- [Your objective]
Reproduce the listing below word for word, keeping every line unchanged.

- [Data extracted from a collection]
— Start —

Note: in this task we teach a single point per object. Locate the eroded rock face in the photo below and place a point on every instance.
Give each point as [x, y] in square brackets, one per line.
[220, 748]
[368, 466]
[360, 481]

— End —

- [Solution to the exercise]
Note: in this task we teach a single point per object. Locate the eroded rock face in the photo below and place a point on every instance.
Give each point as [x, y] in square brackets, one per line.
[220, 748]
[368, 466]
[360, 481]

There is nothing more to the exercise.